Given task:
Output every entry exactly as given.

+++

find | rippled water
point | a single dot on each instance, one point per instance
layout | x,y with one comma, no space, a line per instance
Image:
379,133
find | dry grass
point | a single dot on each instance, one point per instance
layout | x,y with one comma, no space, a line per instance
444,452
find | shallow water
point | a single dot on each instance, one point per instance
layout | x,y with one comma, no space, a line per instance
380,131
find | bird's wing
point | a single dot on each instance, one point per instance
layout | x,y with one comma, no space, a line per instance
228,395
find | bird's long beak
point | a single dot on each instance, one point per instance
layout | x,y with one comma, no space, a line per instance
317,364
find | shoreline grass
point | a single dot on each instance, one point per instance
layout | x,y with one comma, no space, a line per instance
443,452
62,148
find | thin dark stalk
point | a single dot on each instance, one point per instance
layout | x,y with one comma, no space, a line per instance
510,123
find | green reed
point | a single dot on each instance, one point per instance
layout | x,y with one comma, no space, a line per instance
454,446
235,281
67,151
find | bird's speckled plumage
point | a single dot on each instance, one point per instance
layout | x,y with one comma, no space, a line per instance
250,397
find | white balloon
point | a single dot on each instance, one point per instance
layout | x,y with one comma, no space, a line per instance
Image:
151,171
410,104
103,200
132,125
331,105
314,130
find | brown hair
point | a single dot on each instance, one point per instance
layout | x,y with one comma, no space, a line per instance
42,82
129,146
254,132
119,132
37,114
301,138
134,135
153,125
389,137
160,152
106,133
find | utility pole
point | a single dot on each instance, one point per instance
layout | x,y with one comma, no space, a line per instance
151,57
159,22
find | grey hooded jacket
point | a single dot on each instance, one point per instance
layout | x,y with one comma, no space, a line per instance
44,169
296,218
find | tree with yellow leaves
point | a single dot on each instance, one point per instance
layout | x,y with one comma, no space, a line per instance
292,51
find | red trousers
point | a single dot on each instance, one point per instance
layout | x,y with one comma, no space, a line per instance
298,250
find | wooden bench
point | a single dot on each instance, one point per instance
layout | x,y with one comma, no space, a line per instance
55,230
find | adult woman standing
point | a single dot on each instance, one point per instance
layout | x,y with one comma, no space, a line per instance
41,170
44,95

+++

Task answer:
find | rippled water
point | a single dot on each instance, one point per instance
layout | x,y with one comma, no space, a line per instance
Image:
379,133
find | dry grass
point | a single dot on each instance, one point per instance
layout | x,y with one comma, no space, a line per instance
444,452
find | shallow water
point | a single dot on each instance, one point per instance
layout | x,y with one comma, no space, a line per instance
380,131
find | bird's wing
point | a single dot on each instance, one point per instance
layout | x,y with one comma, no space, a line per instance
228,395
find | bird's long beak
point | a single dot on each instance, one point per instance
layout | x,y with one comma, no space, a line per instance
317,364
find | shoreline grass
point | a single dot on each instance, one point per instance
layout | x,y with one comma, no space, a line per instance
443,452
62,148
find | thin dark stalk
point | a single dot on each instance, one point per instance
layout | x,y with one comma, no space, a line per instance
510,123
find | green reed
point | a single dot on each instance, one point per instance
layout | x,y with one comma, no space, a line per instance
454,446
235,281
67,151
find | bird's speckled plumage
point | a single dot on each instance, one point per instance
layout | x,y with one comma, no space, a line per instance
250,397
find | white balloon
point | a single dot on each instance, one point per instance
layout | x,y with one comma, no space, a line per instance
Image:
151,171
410,104
103,200
132,125
331,105
314,130
find | brown hair
point | a single dot on each instance, one point per instance
layout | x,y with one comma, no space, a line per instance
42,82
129,146
254,132
119,132
37,114
301,138
134,135
153,125
389,137
160,152
106,133
find | utility pole
point | a single dot on each instance, one point per instance
layout | x,y with one comma, no space, a line per instance
151,57
159,22
find | grey hooded jacket
point | a single dot on each instance, one point per instance
layout | x,y with one comma, no space, a line per instance
44,169
296,218
find | tree with yellow leaves
point | a single dot on each instance, one point per instance
layout | x,y with one comma, no space, a line per instance
292,51
find | red trousers
point | a single dot on each instance, one point per instance
layout | x,y with one comma, no space, a line per instance
298,250
find | wooden bench
point | a single dot on each instance, one point per instance
layout | x,y with one comma, no space, a line per instance
55,230
find | adult woman standing
point | a single dot on each instance, one point per instance
layout | x,y with one comma, no space, a line per instance
41,170
44,95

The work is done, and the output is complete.